Saved entries:
........

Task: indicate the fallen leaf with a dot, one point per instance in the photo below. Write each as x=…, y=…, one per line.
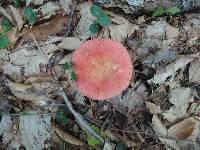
x=194, y=72
x=35, y=2
x=65, y=4
x=161, y=130
x=180, y=98
x=4, y=13
x=135, y=2
x=169, y=70
x=35, y=130
x=49, y=7
x=183, y=129
x=83, y=28
x=67, y=137
x=154, y=109
x=17, y=16
x=43, y=31
x=121, y=32
x=25, y=58
x=70, y=43
x=160, y=57
x=158, y=126
x=132, y=101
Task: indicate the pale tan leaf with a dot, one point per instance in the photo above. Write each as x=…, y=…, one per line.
x=183, y=129
x=43, y=31
x=67, y=137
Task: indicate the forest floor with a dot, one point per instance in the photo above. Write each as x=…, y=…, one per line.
x=159, y=109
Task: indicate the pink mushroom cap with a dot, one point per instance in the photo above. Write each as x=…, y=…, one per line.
x=103, y=67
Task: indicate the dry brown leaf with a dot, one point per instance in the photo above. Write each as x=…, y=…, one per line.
x=70, y=43
x=67, y=137
x=17, y=16
x=43, y=31
x=11, y=36
x=183, y=129
x=194, y=72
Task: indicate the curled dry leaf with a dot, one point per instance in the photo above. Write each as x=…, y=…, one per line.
x=65, y=4
x=169, y=70
x=5, y=14
x=24, y=59
x=17, y=16
x=49, y=8
x=67, y=137
x=183, y=129
x=180, y=98
x=43, y=31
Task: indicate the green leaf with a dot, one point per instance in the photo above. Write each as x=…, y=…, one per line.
x=93, y=142
x=6, y=25
x=4, y=42
x=103, y=20
x=31, y=15
x=159, y=12
x=67, y=66
x=16, y=3
x=121, y=146
x=73, y=76
x=61, y=118
x=94, y=28
x=174, y=10
x=96, y=11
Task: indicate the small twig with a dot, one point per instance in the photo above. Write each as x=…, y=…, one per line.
x=80, y=120
x=142, y=140
x=71, y=16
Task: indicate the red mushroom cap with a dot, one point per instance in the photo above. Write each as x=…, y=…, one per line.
x=103, y=67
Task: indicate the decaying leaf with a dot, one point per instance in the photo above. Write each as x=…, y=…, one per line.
x=24, y=59
x=4, y=13
x=67, y=137
x=70, y=43
x=133, y=100
x=35, y=2
x=183, y=129
x=35, y=130
x=194, y=71
x=160, y=57
x=65, y=4
x=158, y=126
x=154, y=109
x=180, y=98
x=169, y=70
x=43, y=31
x=86, y=20
x=49, y=8
x=17, y=16
x=121, y=32
x=161, y=130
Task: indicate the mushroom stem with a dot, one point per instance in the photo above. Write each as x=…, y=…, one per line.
x=80, y=120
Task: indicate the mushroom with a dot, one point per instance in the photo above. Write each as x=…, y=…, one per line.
x=103, y=67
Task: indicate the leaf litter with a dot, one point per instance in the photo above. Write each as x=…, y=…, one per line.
x=159, y=109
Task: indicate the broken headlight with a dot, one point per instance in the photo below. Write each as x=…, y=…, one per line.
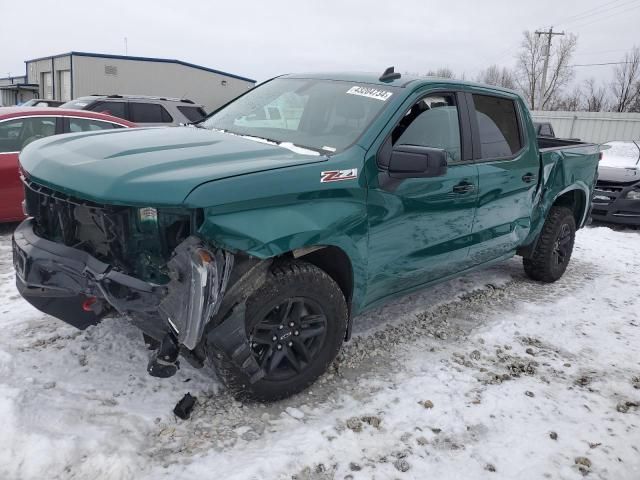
x=198, y=280
x=633, y=194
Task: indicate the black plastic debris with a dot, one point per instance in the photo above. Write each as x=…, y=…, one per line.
x=184, y=407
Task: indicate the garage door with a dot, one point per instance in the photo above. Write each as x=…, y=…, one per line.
x=47, y=86
x=65, y=85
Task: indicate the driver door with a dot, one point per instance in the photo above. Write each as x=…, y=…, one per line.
x=420, y=228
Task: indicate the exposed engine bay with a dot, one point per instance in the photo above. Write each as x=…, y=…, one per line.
x=144, y=263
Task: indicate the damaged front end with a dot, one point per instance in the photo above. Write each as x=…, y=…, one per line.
x=80, y=261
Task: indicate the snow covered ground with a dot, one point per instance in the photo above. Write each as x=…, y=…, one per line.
x=487, y=376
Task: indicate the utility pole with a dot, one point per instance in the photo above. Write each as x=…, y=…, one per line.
x=547, y=54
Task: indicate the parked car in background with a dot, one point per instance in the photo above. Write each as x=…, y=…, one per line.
x=544, y=129
x=616, y=198
x=142, y=110
x=19, y=126
x=252, y=245
x=41, y=102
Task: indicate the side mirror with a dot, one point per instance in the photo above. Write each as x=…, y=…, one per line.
x=411, y=161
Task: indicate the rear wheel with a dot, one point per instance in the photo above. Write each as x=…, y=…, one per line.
x=295, y=322
x=555, y=245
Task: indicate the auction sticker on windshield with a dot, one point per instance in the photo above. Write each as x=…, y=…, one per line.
x=370, y=93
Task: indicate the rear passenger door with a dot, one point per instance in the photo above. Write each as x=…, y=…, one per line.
x=508, y=169
x=420, y=228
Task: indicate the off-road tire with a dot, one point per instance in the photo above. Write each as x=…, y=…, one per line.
x=286, y=280
x=543, y=265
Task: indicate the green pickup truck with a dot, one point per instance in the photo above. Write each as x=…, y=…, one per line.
x=251, y=239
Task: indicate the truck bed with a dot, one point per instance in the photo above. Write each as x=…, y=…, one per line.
x=548, y=143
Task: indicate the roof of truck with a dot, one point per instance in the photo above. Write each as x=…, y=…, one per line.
x=403, y=81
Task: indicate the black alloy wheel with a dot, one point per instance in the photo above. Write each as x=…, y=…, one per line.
x=286, y=341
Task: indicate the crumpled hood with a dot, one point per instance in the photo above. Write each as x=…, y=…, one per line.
x=148, y=166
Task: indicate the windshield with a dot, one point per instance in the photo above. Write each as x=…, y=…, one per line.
x=78, y=103
x=621, y=154
x=322, y=115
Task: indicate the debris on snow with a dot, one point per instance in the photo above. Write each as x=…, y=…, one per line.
x=184, y=407
x=426, y=403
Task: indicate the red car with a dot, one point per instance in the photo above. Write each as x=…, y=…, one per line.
x=20, y=126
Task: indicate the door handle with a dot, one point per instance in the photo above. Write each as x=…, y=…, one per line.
x=464, y=187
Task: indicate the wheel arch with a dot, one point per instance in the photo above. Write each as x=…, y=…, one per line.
x=574, y=198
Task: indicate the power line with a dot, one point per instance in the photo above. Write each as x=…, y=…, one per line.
x=599, y=19
x=596, y=64
x=595, y=11
x=585, y=12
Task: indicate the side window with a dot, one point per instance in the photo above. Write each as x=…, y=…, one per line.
x=17, y=134
x=88, y=125
x=498, y=126
x=148, y=113
x=193, y=114
x=431, y=122
x=10, y=135
x=110, y=108
x=545, y=130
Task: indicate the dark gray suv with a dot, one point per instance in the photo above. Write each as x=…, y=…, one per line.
x=142, y=110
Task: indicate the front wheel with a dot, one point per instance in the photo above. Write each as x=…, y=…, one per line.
x=295, y=323
x=555, y=245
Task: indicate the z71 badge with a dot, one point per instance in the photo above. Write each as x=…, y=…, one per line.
x=338, y=175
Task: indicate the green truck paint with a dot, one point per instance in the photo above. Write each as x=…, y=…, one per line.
x=385, y=233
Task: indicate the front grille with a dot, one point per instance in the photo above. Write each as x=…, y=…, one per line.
x=114, y=234
x=100, y=230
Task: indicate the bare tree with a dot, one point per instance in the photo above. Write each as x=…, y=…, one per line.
x=595, y=97
x=501, y=77
x=571, y=102
x=530, y=64
x=626, y=81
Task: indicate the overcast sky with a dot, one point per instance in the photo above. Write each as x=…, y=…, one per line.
x=260, y=39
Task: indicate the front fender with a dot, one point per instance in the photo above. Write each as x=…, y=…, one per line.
x=279, y=229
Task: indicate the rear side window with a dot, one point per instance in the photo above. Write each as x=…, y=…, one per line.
x=117, y=109
x=545, y=130
x=17, y=134
x=89, y=125
x=498, y=126
x=148, y=113
x=193, y=114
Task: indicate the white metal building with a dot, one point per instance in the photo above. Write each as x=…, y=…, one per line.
x=597, y=127
x=16, y=90
x=76, y=74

........

→ **Work request**:
Output all of the records word for word, and keep the pictures out of the copy.

→ **Result**:
Task: indicate the fallen leaf with a dot, one point per instance in the photo below. Write each as x=…, y=…, one per line.
x=194, y=72
x=35, y=2
x=65, y=4
x=161, y=130
x=180, y=98
x=4, y=13
x=135, y=2
x=169, y=70
x=35, y=130
x=49, y=7
x=183, y=129
x=83, y=28
x=67, y=137
x=154, y=109
x=17, y=16
x=43, y=31
x=121, y=32
x=25, y=58
x=70, y=43
x=160, y=57
x=158, y=126
x=132, y=101
Task: indicate the pale tan leaf with a dot, one point per instance in the photo above. Write each as x=…, y=…, one per line.
x=183, y=129
x=43, y=31
x=67, y=137
Task: indicate the forest floor with a dot, one point per instance in the photo above. Write each as x=…, y=…, one per line.
x=159, y=109
Task: indicate the pink mushroom cap with a dot, one point per instance in the photo above. Write each as x=…, y=…, one per line.
x=103, y=67
Task: indicate the dry brown leaf with a dot, one point per instance in the photo above. Write each as x=…, y=…, one per line.
x=70, y=43
x=67, y=137
x=17, y=16
x=43, y=31
x=11, y=36
x=183, y=129
x=194, y=72
Task: indicate the curled dry leaf with a dot, one point per instance in the photo above. Write each as x=…, y=…, one per line.
x=65, y=4
x=169, y=70
x=5, y=14
x=24, y=59
x=17, y=16
x=49, y=8
x=67, y=137
x=183, y=129
x=180, y=98
x=43, y=31
Task: indicate the green leaf with a dot, one point per instance in the photo above. Write each as x=…, y=…, one per line.
x=93, y=142
x=6, y=25
x=4, y=42
x=103, y=20
x=31, y=15
x=159, y=12
x=67, y=66
x=16, y=3
x=121, y=146
x=73, y=76
x=61, y=118
x=94, y=28
x=174, y=10
x=96, y=11
Task: indicate the small twig with a dot, one point per instance in the photo above. Write each as x=…, y=…, one per line.
x=80, y=120
x=142, y=140
x=71, y=16
Task: indicate the red mushroom cap with a dot, one point per instance in the photo above. Write each as x=…, y=…, one per line.
x=103, y=67
Task: indicate the decaying leaf with a dot, one point per instance in the photo above. Write each as x=…, y=…, one per line.
x=24, y=59
x=4, y=13
x=67, y=137
x=70, y=43
x=133, y=100
x=35, y=2
x=183, y=129
x=35, y=130
x=194, y=71
x=160, y=57
x=65, y=4
x=158, y=126
x=154, y=109
x=180, y=98
x=169, y=70
x=43, y=31
x=86, y=20
x=49, y=8
x=17, y=16
x=121, y=32
x=161, y=130
Task: indicate the mushroom stem with a dot, one point per instance in the photo above. Write each as x=…, y=…, one per line.
x=80, y=120
Task: indicate the mushroom with a dot, one point per instance in the photo above. Write each as x=…, y=…, one per line.
x=103, y=67
Task: indicate the leaf litter with a dot, one point per instance in the photo above. Write each as x=…, y=…, one per line.
x=159, y=109
Task: indicate the broken headlight with a dot, one point per instance in the photo below. Write each as x=…, y=…, one per line.
x=198, y=280
x=633, y=194
Task: indicate the black plastic debris with a dot, one point per instance in the photo above. Write each as x=…, y=…, one per line.
x=184, y=407
Task: indicate the garage door with a dot, one point per instance in the photo above. Write each as x=…, y=…, one per line.
x=47, y=86
x=65, y=85
Task: indicate the driver door with a dot, one point per instance in the photo above. Write each as x=…, y=…, one per line.
x=420, y=228
Task: indicate the exposed engine bay with a dot, one point per instance in the photo above. Write each as x=…, y=…, one per line.
x=144, y=263
Task: indicate the damaged front end with a dot, one point per instance in the photo above. Write each as x=…, y=…, one per line.
x=80, y=261
Task: indicate the snow covered ground with a dot, one point per instance in the photo above. Write each as x=…, y=…, one per line.
x=487, y=376
Task: indicate the utility pole with a dot, one point per instance in the photo above. Write each as x=…, y=…, one per line.
x=547, y=54
Task: indicate the parked car in background with a dot, one point per instance in the photo above. Write each as x=…, y=…, one per line.
x=544, y=129
x=616, y=198
x=142, y=110
x=19, y=126
x=252, y=245
x=41, y=102
Task: indicate the side mirror with a dot, one point per instance in the photo above. Write each as x=…, y=…, one per line.
x=411, y=161
Task: indicate the rear wheel with a dot, one point per instance in the photo above. Write each as x=…, y=…, one per line.
x=295, y=322
x=555, y=245
Task: indicate the auction sticker on windshield with a dot, one point per instance in the photo above. Write each as x=…, y=…, one per line.
x=370, y=93
Task: indicate the rear passenger door with a dot, one point per instance in the photo above. Write each as x=…, y=…, one per line.
x=508, y=169
x=420, y=228
Task: indicate the off-road tire with a dot, one point per instance in the photo above. Write each as x=…, y=…, one per line.
x=286, y=280
x=543, y=265
Task: indicate the green pickup truck with a dot, one point per instance in the photo above. Write each as x=…, y=…, one per line.
x=251, y=239
Task: indicate the truck bed with a dot, one point per instance in the photo above. Write each as x=…, y=…, one per line.
x=548, y=143
Task: indicate the roof of truck with a dot, one point per instance in the photo above. Write each as x=…, y=…, one per line.
x=403, y=81
Task: indicate the black alloy wheel with a dot, one point per instance in the photo above. Write each as x=…, y=…, one per line.
x=286, y=341
Task: indicate the crumpled hood with a dot, one point per instance in the photo above. Write each as x=…, y=…, one per line.
x=148, y=166
Task: indicate the windshield with a dot, one point per instance in the photo above. Write each as x=…, y=…, one per line.
x=78, y=103
x=621, y=154
x=322, y=115
Task: indicate the debris on snow with a dot, one point per instance in the photo above. Write each as x=…, y=…, one per line.
x=184, y=407
x=426, y=403
Task: indicate the red car with a dot, one point per instance in the photo above. Write each as x=…, y=…, one per line.
x=20, y=126
Task: indicate the door handle with a dot, one point per instance in the photo above. Write each as x=…, y=…, one per line.
x=464, y=187
Task: indicate the wheel arch with a dot, one point per instance in the photo above. Write each as x=…, y=…, one per line.
x=574, y=198
Task: indicate the power line with a dot, one point per instance in the photo above. Write each as x=…, y=…, one per line.
x=599, y=19
x=596, y=64
x=595, y=11
x=585, y=12
Task: indicate the side window with a dot, one point per instance in the photo above. Write each as x=…, y=…, one per line.
x=17, y=134
x=88, y=125
x=498, y=126
x=148, y=113
x=193, y=114
x=431, y=122
x=10, y=135
x=110, y=108
x=545, y=130
Task: indicate the dark gray suv with a dot, one point per instance in the photo above. Write each as x=…, y=…, one per line.
x=142, y=110
Task: indicate the front wheel with a dot, one point per instance in the photo above. Write each as x=…, y=…, one per line.
x=295, y=323
x=555, y=245
Task: indicate the z71 badge with a dot, one point per instance in the photo above. Write each as x=…, y=…, one per line.
x=338, y=175
Task: indicate the green truck paint with a dot, one point per instance in the photo above. Write each as x=…, y=…, one per line.
x=385, y=233
Task: indicate the front grille with a dot, one point per instance in the photo above. Write each as x=…, y=…, one per line.
x=114, y=234
x=100, y=230
Task: indicate the bare tree with a dot, one point per instance in the photo above. Write each as x=…, y=…, one per line.
x=595, y=97
x=501, y=77
x=571, y=102
x=530, y=64
x=626, y=81
Task: indicate the overcast sky with a dot, one point per instance in the photo above. Write each as x=…, y=…, one per line.
x=260, y=39
Task: indicate the front fender with a dot, one point per instance in the photo above. Write each as x=…, y=…, one per line.
x=279, y=229
Task: indicate the rear side window with a dot, one point per instance in the photo above. Write each as x=…, y=…, one per line.
x=117, y=109
x=545, y=130
x=17, y=134
x=89, y=125
x=498, y=126
x=148, y=113
x=193, y=114
Task: indicate the white metal building with a dot, one point per instance in the photo above. Write each as x=…, y=…, one per line.
x=597, y=127
x=16, y=90
x=76, y=74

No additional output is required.